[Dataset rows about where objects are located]
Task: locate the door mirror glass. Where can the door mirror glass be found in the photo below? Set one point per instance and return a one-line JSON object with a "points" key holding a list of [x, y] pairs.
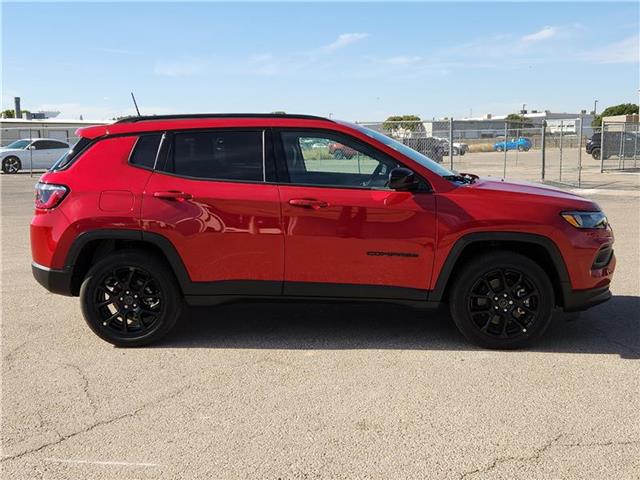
{"points": [[403, 179]]}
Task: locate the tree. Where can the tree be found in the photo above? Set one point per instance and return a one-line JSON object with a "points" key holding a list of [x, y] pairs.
{"points": [[405, 122], [621, 109]]}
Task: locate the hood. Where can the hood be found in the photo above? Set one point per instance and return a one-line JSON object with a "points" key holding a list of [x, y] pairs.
{"points": [[545, 192]]}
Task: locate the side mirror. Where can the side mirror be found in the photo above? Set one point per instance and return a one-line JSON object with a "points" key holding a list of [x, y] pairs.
{"points": [[403, 179]]}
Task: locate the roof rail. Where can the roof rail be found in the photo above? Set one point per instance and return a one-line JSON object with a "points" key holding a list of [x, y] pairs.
{"points": [[134, 119]]}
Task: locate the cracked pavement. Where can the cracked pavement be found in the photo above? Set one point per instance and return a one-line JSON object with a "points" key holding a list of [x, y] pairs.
{"points": [[300, 391]]}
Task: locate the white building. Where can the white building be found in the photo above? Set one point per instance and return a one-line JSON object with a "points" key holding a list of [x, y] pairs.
{"points": [[15, 128]]}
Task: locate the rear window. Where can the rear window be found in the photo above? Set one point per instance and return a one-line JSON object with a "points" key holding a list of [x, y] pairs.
{"points": [[66, 159], [145, 151], [218, 155]]}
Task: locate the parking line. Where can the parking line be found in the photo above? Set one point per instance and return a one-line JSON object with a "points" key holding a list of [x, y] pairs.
{"points": [[101, 462]]}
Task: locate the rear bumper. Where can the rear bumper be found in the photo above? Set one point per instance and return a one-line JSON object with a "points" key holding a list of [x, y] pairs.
{"points": [[578, 300], [56, 281]]}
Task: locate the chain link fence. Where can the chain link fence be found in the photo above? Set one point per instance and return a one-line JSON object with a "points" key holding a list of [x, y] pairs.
{"points": [[553, 151], [617, 146]]}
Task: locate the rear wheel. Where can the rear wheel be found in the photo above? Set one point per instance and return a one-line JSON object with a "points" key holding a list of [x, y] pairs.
{"points": [[130, 298], [11, 165], [502, 300]]}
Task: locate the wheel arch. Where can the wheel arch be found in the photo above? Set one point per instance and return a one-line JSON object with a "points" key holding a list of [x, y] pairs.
{"points": [[94, 245], [538, 248]]}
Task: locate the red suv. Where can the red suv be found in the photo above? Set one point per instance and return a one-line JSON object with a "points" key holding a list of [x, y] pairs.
{"points": [[150, 213]]}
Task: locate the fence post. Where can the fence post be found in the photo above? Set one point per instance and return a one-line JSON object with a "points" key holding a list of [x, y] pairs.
{"points": [[602, 136], [451, 142], [635, 146], [543, 147], [561, 142], [30, 153], [580, 151], [504, 166]]}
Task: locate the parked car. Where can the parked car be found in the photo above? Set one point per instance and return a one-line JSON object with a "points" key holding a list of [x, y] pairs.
{"points": [[459, 148], [39, 153], [341, 151], [207, 209], [431, 147], [522, 144], [616, 144]]}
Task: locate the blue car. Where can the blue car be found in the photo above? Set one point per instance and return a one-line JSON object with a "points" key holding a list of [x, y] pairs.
{"points": [[521, 144]]}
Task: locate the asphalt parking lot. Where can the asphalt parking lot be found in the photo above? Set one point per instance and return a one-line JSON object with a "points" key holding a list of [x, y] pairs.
{"points": [[301, 391]]}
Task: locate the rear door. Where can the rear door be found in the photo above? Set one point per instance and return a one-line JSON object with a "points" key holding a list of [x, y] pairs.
{"points": [[209, 196], [346, 233]]}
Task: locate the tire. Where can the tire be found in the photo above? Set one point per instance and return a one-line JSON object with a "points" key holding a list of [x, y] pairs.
{"points": [[114, 291], [11, 165], [492, 316]]}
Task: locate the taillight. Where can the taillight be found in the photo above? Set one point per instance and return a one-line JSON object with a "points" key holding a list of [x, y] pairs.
{"points": [[49, 195]]}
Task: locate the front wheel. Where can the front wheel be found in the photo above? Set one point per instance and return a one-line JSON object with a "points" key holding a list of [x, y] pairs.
{"points": [[130, 298], [11, 165], [502, 300]]}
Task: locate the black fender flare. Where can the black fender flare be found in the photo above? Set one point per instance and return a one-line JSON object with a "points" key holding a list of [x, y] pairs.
{"points": [[437, 293], [160, 241]]}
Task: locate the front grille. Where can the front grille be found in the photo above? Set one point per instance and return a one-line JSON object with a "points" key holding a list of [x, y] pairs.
{"points": [[603, 257]]}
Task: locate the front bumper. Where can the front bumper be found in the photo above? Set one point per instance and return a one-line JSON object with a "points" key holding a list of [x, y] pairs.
{"points": [[56, 281], [578, 300]]}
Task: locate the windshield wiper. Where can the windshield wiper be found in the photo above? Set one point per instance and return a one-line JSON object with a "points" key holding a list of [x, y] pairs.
{"points": [[462, 177]]}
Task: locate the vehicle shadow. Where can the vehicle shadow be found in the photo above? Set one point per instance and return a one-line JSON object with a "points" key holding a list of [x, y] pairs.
{"points": [[611, 328]]}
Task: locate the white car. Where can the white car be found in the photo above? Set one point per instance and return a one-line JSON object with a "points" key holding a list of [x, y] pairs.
{"points": [[37, 153]]}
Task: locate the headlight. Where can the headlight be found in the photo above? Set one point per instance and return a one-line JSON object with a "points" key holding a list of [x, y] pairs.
{"points": [[586, 219]]}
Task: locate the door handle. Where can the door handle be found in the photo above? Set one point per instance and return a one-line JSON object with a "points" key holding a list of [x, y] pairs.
{"points": [[308, 203], [173, 195]]}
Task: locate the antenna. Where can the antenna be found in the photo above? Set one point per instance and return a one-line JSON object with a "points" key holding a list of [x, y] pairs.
{"points": [[135, 104]]}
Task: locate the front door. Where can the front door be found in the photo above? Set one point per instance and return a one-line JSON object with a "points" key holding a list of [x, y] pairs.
{"points": [[346, 233], [208, 196]]}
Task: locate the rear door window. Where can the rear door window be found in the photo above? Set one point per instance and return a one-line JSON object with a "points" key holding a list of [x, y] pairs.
{"points": [[236, 155], [145, 150]]}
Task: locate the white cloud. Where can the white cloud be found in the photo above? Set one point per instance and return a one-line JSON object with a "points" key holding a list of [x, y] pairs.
{"points": [[544, 33], [343, 40], [625, 51], [404, 60], [180, 68]]}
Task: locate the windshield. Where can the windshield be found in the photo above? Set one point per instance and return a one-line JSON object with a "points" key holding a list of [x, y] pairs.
{"points": [[403, 149], [19, 144]]}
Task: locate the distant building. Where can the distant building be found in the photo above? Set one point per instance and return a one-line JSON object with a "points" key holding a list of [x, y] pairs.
{"points": [[15, 128], [491, 126]]}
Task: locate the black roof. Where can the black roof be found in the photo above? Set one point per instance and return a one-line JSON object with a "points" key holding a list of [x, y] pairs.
{"points": [[133, 119]]}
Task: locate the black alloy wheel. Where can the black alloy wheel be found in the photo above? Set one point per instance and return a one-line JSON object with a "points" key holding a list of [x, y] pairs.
{"points": [[130, 298], [11, 165], [502, 299]]}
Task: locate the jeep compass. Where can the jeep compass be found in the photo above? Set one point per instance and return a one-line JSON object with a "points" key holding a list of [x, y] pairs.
{"points": [[150, 214]]}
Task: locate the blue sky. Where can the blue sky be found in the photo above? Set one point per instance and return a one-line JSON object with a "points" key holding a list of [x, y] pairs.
{"points": [[357, 61]]}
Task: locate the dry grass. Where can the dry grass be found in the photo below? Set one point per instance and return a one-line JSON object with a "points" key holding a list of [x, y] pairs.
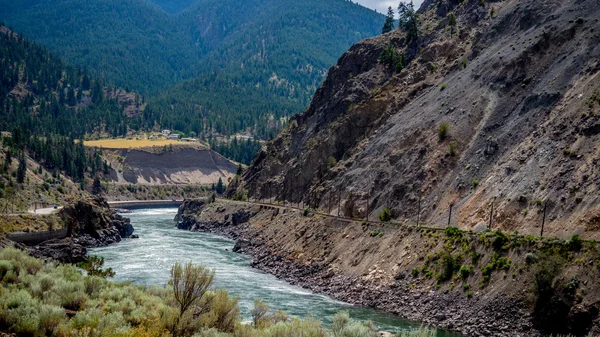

▸ **Given exercise**: Copy all of the rows above word for word, leaving out the pictures.

▸ **Worked solution**:
Task: locate the door mirror glass. Where can the door mirror glass be found in the photo below? Set one point per instance and return a one-line JSON object with a "points" key holding a list of [x, y] pairs.
{"points": [[403, 179]]}
Task: locate the tree. Where can the tree be found in the photo above? Set one point per instance and return a one-line JSON object with a "points" key holding a list of [x, y] pairs.
{"points": [[405, 122], [621, 109]]}
Task: locate the hood. Where can the hood be found in the photo above? Set one point per instance and return a one-line JSON object with a "points" key holding a list of [x, y] pairs.
{"points": [[545, 192]]}
Task: locate the side mirror. Where can the side mirror be found in the photo above? Set one point per instance and return a one-line JSON object with a "points" key holding a list of [x, y] pairs.
{"points": [[403, 179]]}
Task: locate the roof rail. Where can the roof rail be found in the photo above? Set one point per instance and return a one-line JSON object with a "points" key holding a list of [x, y] pairs.
{"points": [[134, 119]]}
Task: locate the cracked pavement. Where can the cracked pavement be found in the photo above? Set one point per instance and return a one-line JSON object with a "points" key holding a list of [x, y] pairs.
{"points": [[300, 391]]}
Task: locate the white building. Where can the white building be found in the photo above? Set one point per instance and return a one-line JSON object with a "points" key holding a list of [x, y] pairs.
{"points": [[15, 128]]}
Task: locate the rear window. Where can the rear window be found in the photo above? Set one point per instance and return a one-line JSON object with a "points" key holding a list of [x, y] pairs.
{"points": [[66, 159], [145, 151], [218, 155]]}
Task: locate the parking line. Where can the parking line be found in the photo above? Set one point per instance and return a one-line JSON object with a "points" key holding a list of [x, y] pairs.
{"points": [[101, 462]]}
Task: locate the rear bumper. Where can the rear bumper be found in the photo above? Set one point per instance and return a one-line JSON object with a "points" key holding a list of [x, y] pairs.
{"points": [[578, 300], [56, 281]]}
Task: locate the chain link fence. Where can the chain link fence be found in the photo above? Set one point per instance and return a one-line JSON object with a "points" key holding a list of [x, y] pairs.
{"points": [[553, 151], [617, 146]]}
Task: locate the rear wheel. Where can the rear wheel be found in the photo above? Set one point per instance and return a one-line JSON object with a "points" key holding a list of [x, y] pairs.
{"points": [[130, 298], [11, 165], [502, 300]]}
Task: locate the wheel arch. Where can the wheel arch be found in the photo above? Set one point per instance and return a one-line JSON object with a "points" key holding a list of [x, y] pairs.
{"points": [[94, 245], [538, 248]]}
Task: locate the red suv. Where can the red suv be found in the photo above? Set one point per instance and return a one-line JSON object with a "points" key holding a list of [x, y] pairs.
{"points": [[150, 213]]}
Task: locate the fence post. Where can the fence post be found in the photo above? Set one point per instance and return a one-line JSON object with a "points" key holding a list of [x, y] pairs.
{"points": [[602, 136], [451, 142], [635, 146], [543, 147], [561, 142], [30, 153], [580, 151], [504, 166]]}
Task: locate the parked car. Where can the parked car be found in the photo above? Set one point per instance and return a one-line JSON object with a "points" key holding a list of [x, y] pairs.
{"points": [[459, 148], [39, 153], [341, 151], [207, 209], [431, 147], [522, 144], [616, 144]]}
Task: locate the blue car. Where can the blue car be found in the photo above? Set one point per instance and return a one-line JSON object with a "points" key holding a list of [x, y] pairs.
{"points": [[521, 144]]}
Task: locate the asphalt parking lot. Where can the asphalt parking lot be found in the photo above? Set one point per instance and return a one-line JSON object with a "points" key holding a list of [x, y] pairs.
{"points": [[301, 391]]}
Task: locate the rear door. Where can the rear door be found in the photo above? Set one point per instance and return a one-line JSON object with a "points" key holding a list of [x, y] pairs.
{"points": [[209, 196], [346, 233]]}
Task: locate the tire. Where can the tire be found in the photo above? Set one point per instance and return a one-line JSON object with a "points" key holding a list of [x, y] pairs.
{"points": [[114, 291], [11, 165], [492, 316]]}
Task: locate the taillight. Where can the taillight be found in the photo above? Set one point per instance and return a one-line JSON object with a "points" key holding a list of [x, y] pairs.
{"points": [[49, 195]]}
Task: locate the front wheel. Where can the front wheel be found in the photo above? Set one point per instance and return a one-line JSON object with a "points" key holding a list of [x, y] pairs.
{"points": [[130, 298], [11, 165], [502, 300]]}
Task: locate the black fender flare. Where can the black fender flare be found in the photo above? Set one point per instance and return a one-line JSON object with a "points" key holding a list of [x, y] pairs.
{"points": [[437, 293], [160, 241]]}
Task: locate the front grille. Where can the front grille be found in the photo above? Set one point per instance and return a one-line JSON object with a "points" key holding a list of [x, y] pairs.
{"points": [[603, 257]]}
Task: locate the front bumper. Where can the front bumper be found in the photo above? Set one point per instance and return a one-line JSON object with a "points" key holding a list of [x, y] pairs.
{"points": [[56, 281], [578, 300]]}
Task: locate the windshield wiper. Where can the windshield wiper be found in the photo above? Set one point per instance and return a one-line JSON object with a "points" key holding a list of [x, y] pairs.
{"points": [[462, 177]]}
Task: locate the vehicle shadow. Where can the vehicle shadow be found in the photo above? Set one point per instance and return a one-line JSON object with a "points" key holding a list of [x, y] pairs.
{"points": [[611, 328]]}
Task: locate the white car. Where can the white car be found in the photo above? Set one point per instance and return a one-line JSON object with a "points" key holding a list of [x, y] pairs.
{"points": [[37, 153]]}
Task: locate the headlight. Where can the headlight be found in the photo above? Set one point per instance and return a one-line JSON object with a "points" key holding a list of [x, y] pairs.
{"points": [[586, 219]]}
Task: locate the door handle. Where can the door handle be found in the photo above? Set one point per instance and return a one-line JSON object with a "points" key holding a list of [x, y] pairs.
{"points": [[308, 203], [173, 195]]}
Task: locate the antenna. Where can the antenna be found in the photo above? Set one point per instance and return a one-line JSON object with a "points" key holding a list of [x, y] pairs.
{"points": [[135, 104]]}
Task: locate the front door. Where can the front door be found in the photo above? Set one point per instance and return a one-line JSON object with a "points" key holding a list of [x, y] pairs.
{"points": [[346, 233], [208, 196]]}
Task: locate the rear door window. Where can the rear door window be found in the photo above? Set one point per instance and return a one-line JSON object with a "points" key holding a list of [x, y] pairs.
{"points": [[236, 155], [145, 150]]}
Task: locate the white cloud. Where can the white cloud be found in the photo above? Set one point per instance and return a one-line JSON object with a "points" key holding a list of [x, y] pairs.
{"points": [[544, 33], [343, 40], [625, 51], [404, 60], [180, 68]]}
Task: locate the windshield. Where can the windshield be found in the photo above? Set one point per instance and return a one-line JSON object with a "points" key holding a list of [x, y] pairs.
{"points": [[403, 149], [19, 144]]}
Task: locate the distant building. Where can the distant building be found in the photo above? Set one point per instance and return a one-line JSON object with a "points" key holding a list of [x, y] pairs.
{"points": [[15, 128], [491, 126]]}
Task: locate the black roof. Where can the black roof be found in the photo above? Set one point per instance and return a one-line JSON object with a "points" key holding a list of [x, y] pairs.
{"points": [[133, 119]]}
Task: locate the black alloy wheel. Where can the black alloy wheel be found in the photo above? Set one point per instance and return a one-line JSON object with a "points" key holding a list of [x, y] pairs.
{"points": [[130, 298], [11, 165], [502, 299]]}
Task: locate the jeep compass. Where can the jeep compass be found in the photo above? Set one point per instance and return a one-line JSON object with a "points" key holding a list of [x, y] pairs.
{"points": [[150, 214]]}
Task: locate the blue sky. Where can the blue sky be found in the photo above? Set one point per instance and return a one-line JSON object with a "points" key holding a list of [x, y] pairs.
{"points": [[357, 61]]}
Task: locate the dry grass. Where can the dry grass be found in the photo below? Set one point per instance and return a one-line JSON object with a "points" key holding a list of [x, y] pairs.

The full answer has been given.